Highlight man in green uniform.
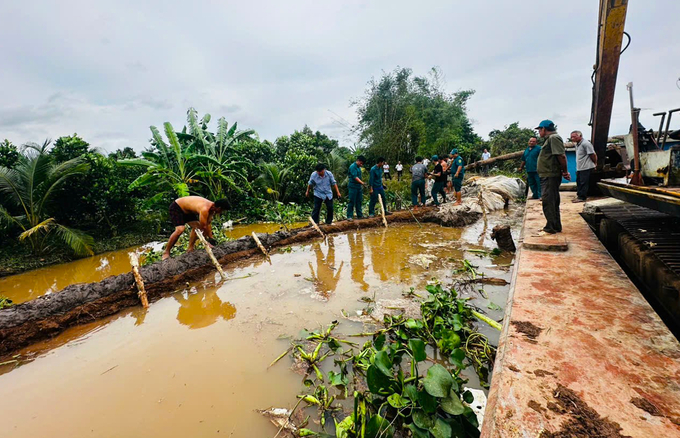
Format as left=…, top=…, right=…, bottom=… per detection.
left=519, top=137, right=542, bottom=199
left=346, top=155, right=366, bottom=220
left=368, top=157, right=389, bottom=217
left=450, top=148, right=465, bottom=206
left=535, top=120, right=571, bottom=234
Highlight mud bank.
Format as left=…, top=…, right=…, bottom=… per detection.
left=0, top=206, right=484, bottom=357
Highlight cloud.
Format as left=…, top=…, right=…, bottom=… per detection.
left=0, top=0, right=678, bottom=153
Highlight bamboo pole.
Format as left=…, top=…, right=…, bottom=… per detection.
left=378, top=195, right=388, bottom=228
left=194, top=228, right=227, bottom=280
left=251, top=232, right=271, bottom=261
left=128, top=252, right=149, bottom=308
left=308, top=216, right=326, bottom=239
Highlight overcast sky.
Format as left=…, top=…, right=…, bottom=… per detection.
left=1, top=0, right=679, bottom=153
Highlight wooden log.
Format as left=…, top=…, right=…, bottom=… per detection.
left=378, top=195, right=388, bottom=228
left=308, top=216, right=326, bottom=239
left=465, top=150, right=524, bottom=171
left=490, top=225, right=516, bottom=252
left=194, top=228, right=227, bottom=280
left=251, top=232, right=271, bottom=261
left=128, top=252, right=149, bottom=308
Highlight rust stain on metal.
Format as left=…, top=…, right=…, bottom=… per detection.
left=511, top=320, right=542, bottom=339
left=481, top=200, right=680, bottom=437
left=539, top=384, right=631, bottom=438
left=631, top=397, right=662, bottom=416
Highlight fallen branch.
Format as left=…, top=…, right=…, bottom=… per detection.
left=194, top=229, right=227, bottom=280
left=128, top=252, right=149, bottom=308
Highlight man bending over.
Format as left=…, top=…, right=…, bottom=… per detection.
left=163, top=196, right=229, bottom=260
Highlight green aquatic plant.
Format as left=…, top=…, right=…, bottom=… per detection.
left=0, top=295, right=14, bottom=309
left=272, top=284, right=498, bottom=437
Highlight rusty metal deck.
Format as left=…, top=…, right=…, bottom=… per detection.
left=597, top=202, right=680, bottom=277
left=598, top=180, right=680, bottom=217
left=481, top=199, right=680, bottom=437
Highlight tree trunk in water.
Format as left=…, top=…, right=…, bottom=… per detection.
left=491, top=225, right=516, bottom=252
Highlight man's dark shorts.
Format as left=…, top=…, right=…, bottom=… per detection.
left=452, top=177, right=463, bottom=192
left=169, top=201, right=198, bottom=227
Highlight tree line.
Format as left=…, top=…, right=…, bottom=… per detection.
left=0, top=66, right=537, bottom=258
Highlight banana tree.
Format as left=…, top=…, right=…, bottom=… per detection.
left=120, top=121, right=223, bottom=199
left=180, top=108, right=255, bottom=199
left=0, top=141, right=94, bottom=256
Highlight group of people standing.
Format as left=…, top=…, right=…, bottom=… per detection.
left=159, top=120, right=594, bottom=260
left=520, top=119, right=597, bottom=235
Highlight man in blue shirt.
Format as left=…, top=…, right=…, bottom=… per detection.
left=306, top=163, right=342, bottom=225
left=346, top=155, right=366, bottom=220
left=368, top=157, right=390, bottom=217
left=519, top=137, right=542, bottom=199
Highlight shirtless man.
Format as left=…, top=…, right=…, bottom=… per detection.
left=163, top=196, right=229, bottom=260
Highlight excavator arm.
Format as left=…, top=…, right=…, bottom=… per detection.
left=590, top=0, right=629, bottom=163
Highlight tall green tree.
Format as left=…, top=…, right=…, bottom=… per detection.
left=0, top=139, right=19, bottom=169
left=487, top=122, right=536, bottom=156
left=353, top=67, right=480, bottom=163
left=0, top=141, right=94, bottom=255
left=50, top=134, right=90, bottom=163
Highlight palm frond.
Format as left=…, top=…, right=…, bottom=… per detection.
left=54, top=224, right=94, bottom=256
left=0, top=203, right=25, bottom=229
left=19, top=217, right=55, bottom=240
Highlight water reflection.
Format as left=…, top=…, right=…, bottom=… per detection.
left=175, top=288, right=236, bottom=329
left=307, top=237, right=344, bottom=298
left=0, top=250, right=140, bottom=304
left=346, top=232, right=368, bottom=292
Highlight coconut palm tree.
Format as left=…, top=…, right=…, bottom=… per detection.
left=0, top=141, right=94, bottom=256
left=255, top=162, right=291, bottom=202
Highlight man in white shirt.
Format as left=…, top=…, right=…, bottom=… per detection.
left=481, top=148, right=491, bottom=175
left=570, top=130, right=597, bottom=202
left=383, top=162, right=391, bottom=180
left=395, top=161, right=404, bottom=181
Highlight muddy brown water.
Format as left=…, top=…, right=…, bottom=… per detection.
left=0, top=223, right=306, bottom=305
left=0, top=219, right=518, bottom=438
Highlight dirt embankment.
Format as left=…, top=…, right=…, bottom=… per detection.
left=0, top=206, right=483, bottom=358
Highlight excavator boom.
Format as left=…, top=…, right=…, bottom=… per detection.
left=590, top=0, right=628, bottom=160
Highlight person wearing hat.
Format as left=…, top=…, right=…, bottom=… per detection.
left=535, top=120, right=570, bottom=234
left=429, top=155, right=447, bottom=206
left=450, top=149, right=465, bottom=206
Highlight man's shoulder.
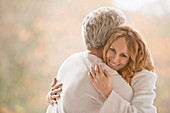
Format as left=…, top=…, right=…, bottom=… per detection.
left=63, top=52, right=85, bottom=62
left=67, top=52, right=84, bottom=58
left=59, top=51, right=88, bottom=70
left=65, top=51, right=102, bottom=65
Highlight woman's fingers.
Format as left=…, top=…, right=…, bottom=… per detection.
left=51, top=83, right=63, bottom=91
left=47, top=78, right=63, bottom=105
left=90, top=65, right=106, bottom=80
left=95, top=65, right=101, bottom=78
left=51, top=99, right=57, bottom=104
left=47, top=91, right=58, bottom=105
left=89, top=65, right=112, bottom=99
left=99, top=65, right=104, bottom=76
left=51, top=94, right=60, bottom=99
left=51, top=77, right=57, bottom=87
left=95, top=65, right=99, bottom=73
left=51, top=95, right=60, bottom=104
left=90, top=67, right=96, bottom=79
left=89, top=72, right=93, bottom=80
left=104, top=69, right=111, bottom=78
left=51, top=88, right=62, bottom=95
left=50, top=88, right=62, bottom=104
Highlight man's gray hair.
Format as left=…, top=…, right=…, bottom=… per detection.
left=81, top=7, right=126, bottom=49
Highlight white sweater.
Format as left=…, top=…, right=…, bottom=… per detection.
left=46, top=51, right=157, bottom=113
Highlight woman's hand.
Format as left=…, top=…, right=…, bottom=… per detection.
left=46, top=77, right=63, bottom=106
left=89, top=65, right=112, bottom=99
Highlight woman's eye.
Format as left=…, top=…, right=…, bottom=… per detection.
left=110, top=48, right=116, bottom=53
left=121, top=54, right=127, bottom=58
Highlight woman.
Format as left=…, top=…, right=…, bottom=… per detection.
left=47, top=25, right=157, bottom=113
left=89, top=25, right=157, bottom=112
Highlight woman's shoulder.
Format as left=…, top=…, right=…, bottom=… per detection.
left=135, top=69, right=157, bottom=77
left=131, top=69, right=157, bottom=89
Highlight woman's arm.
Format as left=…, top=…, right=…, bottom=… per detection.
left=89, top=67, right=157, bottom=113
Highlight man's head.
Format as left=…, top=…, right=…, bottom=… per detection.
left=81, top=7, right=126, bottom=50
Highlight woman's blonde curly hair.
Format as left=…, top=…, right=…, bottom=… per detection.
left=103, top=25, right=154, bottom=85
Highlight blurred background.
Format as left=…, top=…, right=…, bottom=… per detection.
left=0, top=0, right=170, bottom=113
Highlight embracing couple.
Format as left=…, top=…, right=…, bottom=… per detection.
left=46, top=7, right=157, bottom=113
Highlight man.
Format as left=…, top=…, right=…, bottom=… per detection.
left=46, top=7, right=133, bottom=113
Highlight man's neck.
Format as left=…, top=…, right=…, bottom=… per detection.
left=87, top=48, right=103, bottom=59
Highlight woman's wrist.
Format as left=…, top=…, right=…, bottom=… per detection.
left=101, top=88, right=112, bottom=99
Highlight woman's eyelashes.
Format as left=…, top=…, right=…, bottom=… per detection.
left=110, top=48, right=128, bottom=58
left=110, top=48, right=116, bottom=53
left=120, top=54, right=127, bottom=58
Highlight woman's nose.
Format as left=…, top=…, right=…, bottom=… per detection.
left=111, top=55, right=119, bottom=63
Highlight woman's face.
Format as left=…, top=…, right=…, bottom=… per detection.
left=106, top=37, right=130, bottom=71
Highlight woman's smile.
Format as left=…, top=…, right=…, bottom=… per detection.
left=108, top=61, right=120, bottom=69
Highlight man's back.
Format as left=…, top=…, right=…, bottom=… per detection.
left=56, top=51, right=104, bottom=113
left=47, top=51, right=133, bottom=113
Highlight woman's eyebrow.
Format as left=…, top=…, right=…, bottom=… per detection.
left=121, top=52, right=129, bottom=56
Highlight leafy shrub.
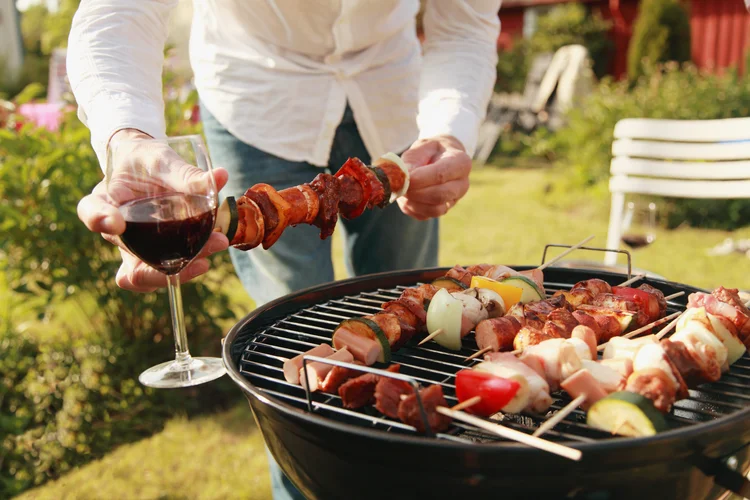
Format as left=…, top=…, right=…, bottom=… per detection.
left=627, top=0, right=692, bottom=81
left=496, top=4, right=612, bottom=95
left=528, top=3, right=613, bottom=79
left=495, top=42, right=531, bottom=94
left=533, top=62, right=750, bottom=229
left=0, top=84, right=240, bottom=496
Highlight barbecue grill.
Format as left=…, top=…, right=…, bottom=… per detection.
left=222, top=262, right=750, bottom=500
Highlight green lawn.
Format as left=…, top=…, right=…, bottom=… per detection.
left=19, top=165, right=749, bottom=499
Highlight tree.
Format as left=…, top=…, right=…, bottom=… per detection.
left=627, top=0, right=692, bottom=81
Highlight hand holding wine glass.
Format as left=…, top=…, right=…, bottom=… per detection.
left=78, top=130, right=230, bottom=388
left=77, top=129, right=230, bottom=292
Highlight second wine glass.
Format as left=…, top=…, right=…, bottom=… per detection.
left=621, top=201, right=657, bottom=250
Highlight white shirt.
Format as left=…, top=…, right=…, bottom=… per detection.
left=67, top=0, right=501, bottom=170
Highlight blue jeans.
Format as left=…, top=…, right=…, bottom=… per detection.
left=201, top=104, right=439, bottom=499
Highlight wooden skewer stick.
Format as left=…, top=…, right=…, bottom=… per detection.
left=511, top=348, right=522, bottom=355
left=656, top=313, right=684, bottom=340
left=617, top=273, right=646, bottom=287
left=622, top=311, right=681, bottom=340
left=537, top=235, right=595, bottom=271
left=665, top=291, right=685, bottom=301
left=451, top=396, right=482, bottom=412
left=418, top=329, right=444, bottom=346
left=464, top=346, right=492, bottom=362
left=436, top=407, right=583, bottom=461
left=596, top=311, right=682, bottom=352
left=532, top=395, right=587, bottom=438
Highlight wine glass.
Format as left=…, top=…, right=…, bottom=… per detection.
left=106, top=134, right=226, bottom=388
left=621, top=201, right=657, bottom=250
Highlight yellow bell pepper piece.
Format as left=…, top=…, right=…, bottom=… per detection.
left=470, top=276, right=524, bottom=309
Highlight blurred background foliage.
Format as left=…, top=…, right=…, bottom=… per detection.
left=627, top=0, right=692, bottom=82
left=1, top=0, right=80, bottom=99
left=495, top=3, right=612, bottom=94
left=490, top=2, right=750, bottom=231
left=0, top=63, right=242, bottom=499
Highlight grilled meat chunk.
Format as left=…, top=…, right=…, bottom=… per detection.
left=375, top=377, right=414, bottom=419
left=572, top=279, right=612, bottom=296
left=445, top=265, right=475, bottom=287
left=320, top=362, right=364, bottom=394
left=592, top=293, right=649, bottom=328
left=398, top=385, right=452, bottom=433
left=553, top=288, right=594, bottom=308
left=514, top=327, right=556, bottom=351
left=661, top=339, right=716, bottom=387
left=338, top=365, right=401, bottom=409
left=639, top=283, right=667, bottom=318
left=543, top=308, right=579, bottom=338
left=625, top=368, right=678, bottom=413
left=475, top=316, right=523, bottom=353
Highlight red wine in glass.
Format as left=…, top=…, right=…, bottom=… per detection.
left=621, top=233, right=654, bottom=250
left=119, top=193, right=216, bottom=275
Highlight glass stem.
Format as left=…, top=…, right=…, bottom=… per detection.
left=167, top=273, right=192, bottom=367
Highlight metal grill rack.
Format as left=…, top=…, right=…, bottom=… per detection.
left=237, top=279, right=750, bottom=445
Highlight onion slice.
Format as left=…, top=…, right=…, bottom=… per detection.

****

> TASK REQUIREMENTS
Give the lines again exactly, beginning with the first line of the records above and ending with the line that contains "Highlight green aquatic plant.", and include no pictures.

> RESPONSE TO THE EXERCISE
Highlight man in green uniform.
Format as left=…, top=…, right=…, bottom=… per detection.
left=519, top=137, right=542, bottom=199
left=346, top=155, right=366, bottom=220
left=368, top=157, right=389, bottom=217
left=450, top=148, right=465, bottom=206
left=535, top=120, right=571, bottom=234
Highlight mud bank.
Format as left=…, top=…, right=…, bottom=… per detection.
left=0, top=206, right=484, bottom=357
Highlight cloud.
Format as left=…, top=…, right=…, bottom=… per detection.
left=0, top=0, right=678, bottom=153
Highlight bamboo pole.
Format as left=…, top=…, right=…, bottom=… per detection.
left=378, top=195, right=388, bottom=228
left=194, top=228, right=227, bottom=280
left=251, top=232, right=271, bottom=261
left=128, top=252, right=149, bottom=308
left=308, top=216, right=326, bottom=239
Highlight overcast sky.
Format as left=…, top=…, right=…, bottom=… per detection.
left=1, top=0, right=679, bottom=153
Highlight wooden log.
Format as left=…, top=…, right=…, bottom=… per detection.
left=378, top=195, right=388, bottom=228
left=308, top=216, right=326, bottom=239
left=465, top=150, right=524, bottom=171
left=490, top=225, right=516, bottom=252
left=194, top=228, right=227, bottom=280
left=251, top=232, right=271, bottom=261
left=128, top=252, right=149, bottom=308
Highlight rust stain on metal.
Format as left=…, top=…, right=…, bottom=… per detection.
left=511, top=320, right=542, bottom=339
left=481, top=200, right=680, bottom=437
left=539, top=384, right=631, bottom=438
left=631, top=397, right=662, bottom=416
Highlight fallen branch.
Format as left=…, top=…, right=…, bottom=… per detection.
left=194, top=229, right=227, bottom=280
left=128, top=252, right=149, bottom=308
Highlight man bending over.
Format as left=…, top=…, right=…, bottom=… per detection.
left=163, top=196, right=229, bottom=260
Highlight green aquatic plant.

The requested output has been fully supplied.